As the Neville Brothers and Heart have both sang:
Tell it like it is
Don't be ashamed to let your conscience be your guide
I thought of that when I read C.I.'s latest. People are telling it like it is. You need to know about this so pass it on.
The World Tribunal on Iraq
In May of 2004 I interviewed a man who had just been released from Abu Ghraib. Like so many I interviewed from various US military detention facilities who’d been tortured horrifically, he still managed to maintain his sense of humor.He began laughing when telling me how CIA agents made him beat other prisoners. He laughed, he said, because he had been beaten himself prior to this, and was so tired that all he could do to beat other detained Iraqis was lift his arm and let it drop on the other men.
Later, he laughed again as he told me what else had been done to him, when he said, “The Americans brought electricity to my ass before they brought it to my house.”
But this testimony is not about the indomitable spirit of the Iraqi people. About the dignity and strength of Iraqis, we need no testimony. This testimony is about ongoing violations of international law being committed by the occupiers of Iraq on a daily basis in regards to rampant torture, the neglect and obstruction of the health care sector and the ongoing failure to allow Iraqis to reconstruct their infrastructure.To discuss torture, there are many stories I could use here, but I’ll use two examples indicative of scores of others I documented while in Iraq.

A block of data

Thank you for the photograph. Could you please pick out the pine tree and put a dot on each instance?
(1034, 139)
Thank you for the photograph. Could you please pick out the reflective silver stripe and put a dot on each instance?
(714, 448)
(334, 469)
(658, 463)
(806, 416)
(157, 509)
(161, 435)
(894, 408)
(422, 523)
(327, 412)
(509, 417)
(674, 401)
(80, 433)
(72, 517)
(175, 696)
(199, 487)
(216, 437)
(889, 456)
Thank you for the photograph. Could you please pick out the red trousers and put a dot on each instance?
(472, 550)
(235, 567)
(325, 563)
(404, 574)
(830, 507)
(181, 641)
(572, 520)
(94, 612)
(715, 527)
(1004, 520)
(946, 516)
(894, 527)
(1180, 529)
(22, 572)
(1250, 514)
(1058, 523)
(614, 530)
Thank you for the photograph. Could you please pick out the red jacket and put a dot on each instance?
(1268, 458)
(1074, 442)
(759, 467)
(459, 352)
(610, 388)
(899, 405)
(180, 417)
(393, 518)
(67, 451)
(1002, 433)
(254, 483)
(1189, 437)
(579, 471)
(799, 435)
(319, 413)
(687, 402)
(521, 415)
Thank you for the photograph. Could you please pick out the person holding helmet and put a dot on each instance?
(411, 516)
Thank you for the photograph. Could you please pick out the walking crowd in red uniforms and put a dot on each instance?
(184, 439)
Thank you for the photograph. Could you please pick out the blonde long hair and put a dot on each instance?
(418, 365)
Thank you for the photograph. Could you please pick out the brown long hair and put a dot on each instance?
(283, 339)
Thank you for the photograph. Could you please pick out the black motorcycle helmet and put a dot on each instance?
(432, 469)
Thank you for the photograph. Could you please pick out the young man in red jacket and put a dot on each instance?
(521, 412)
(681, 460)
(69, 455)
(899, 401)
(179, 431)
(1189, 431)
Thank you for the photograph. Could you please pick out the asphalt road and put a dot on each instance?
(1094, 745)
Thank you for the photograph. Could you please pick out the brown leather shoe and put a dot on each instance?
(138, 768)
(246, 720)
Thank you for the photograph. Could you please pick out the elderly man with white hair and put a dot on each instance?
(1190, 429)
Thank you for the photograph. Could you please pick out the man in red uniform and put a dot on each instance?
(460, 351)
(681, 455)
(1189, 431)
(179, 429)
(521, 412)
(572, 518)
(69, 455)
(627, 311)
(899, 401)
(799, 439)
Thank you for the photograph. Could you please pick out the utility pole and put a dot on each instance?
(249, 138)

> _Given task_: Condense the paragraph in the post that begins "But this testimony is not about" into a short bulleted list that keeps its main points.

> _Worked solution_:
- The testimony is not about the indomitable spirit of the Iraqi people; their dignity and strength need no testimony.
- It concerns ongoing violations of international law committed daily by the occupiers of Iraq:
  - rampant torture
  - neglect and obstruction of the health care sector
  - continued failure to allow Iraqis to rebuild their infrastructure
- On torture, two examples will be given, representative of scores of others documented in Iraq.